[START SUPPLIED RECORDS]

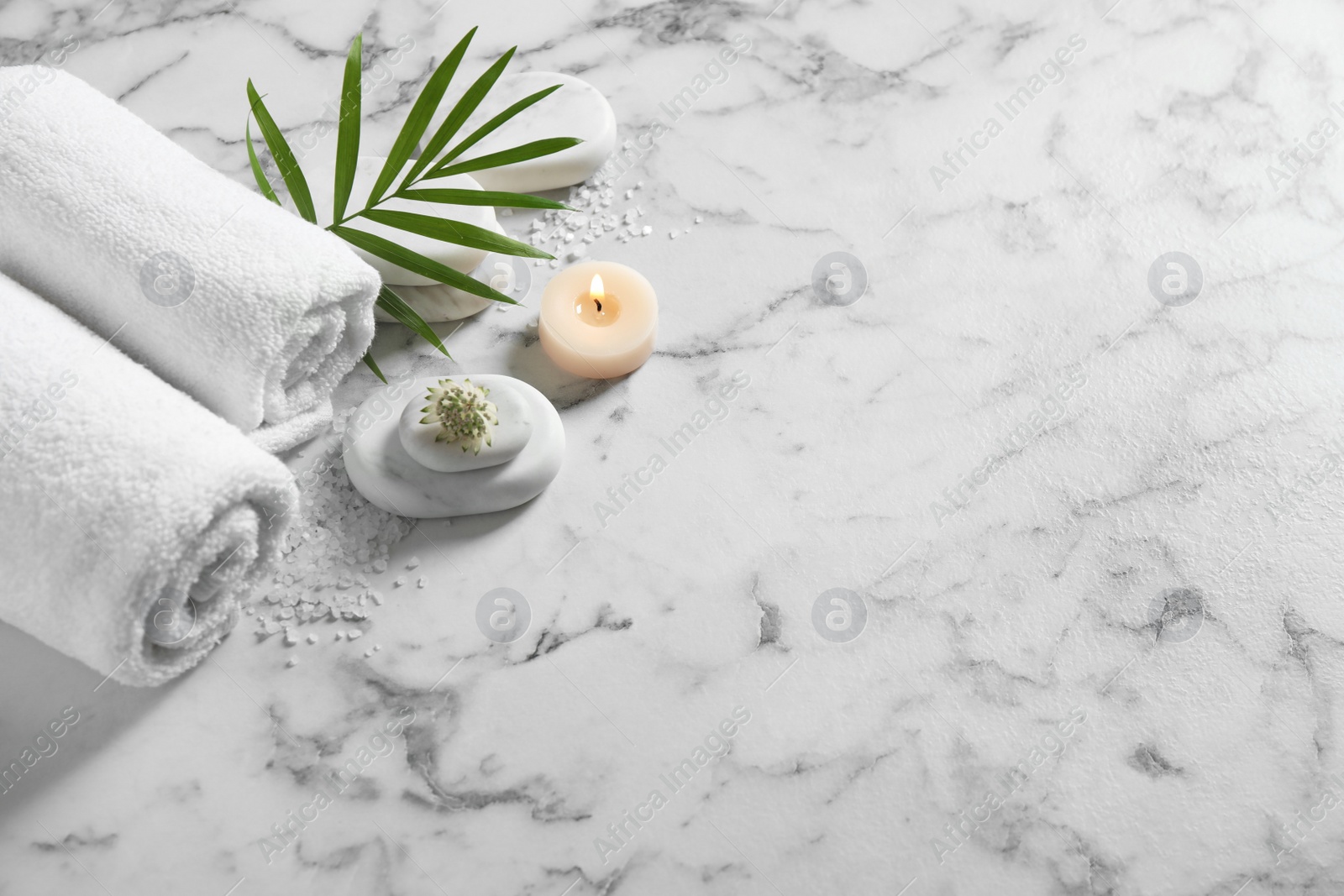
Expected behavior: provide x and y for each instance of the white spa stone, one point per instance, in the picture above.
(456, 257)
(508, 438)
(577, 109)
(438, 302)
(391, 479)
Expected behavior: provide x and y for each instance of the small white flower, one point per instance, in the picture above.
(461, 412)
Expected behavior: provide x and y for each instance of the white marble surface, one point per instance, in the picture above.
(1200, 452)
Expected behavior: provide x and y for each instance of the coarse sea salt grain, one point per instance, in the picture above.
(591, 211)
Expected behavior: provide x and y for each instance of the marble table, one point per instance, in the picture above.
(1085, 517)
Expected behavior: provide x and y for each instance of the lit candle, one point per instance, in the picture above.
(598, 318)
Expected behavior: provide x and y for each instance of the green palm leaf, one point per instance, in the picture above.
(396, 307)
(417, 264)
(266, 190)
(373, 365)
(347, 130)
(484, 130)
(460, 113)
(418, 120)
(534, 149)
(480, 197)
(289, 170)
(454, 231)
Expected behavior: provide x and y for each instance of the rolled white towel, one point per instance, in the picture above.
(235, 301)
(131, 517)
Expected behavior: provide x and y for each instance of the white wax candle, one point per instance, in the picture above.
(598, 318)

[END SUPPLIED RECORDS]

» WHAT YOU HAVE TO DO: Rewrite the stretch of data from the line containing "of the marble" through the end of the data, swapping "candle" for "tealight" and leaving everything else unchanged.

» ANSWER TO THE TASK:
Expected behavior: provide x and y for each instance of the marble table, one point per instance, in the picture above.
(1085, 517)
Expected behavior: provide x and y for each instance of the lit tealight, one point per instance, in the picture above.
(598, 318)
Expected behavior: provide x and y for each instance of the green palm leaf, one point per instance, in the picture above.
(396, 307)
(417, 264)
(266, 190)
(373, 365)
(347, 130)
(484, 130)
(460, 113)
(418, 120)
(534, 149)
(480, 197)
(289, 170)
(454, 231)
Expected behavior: provide x and y for each instance of the rolled white towel, one point per instance, in the picture above.
(235, 301)
(131, 517)
Expected behavior: provide x and y for each instance of the white wax tealight, one point per instance, in the picture above.
(598, 318)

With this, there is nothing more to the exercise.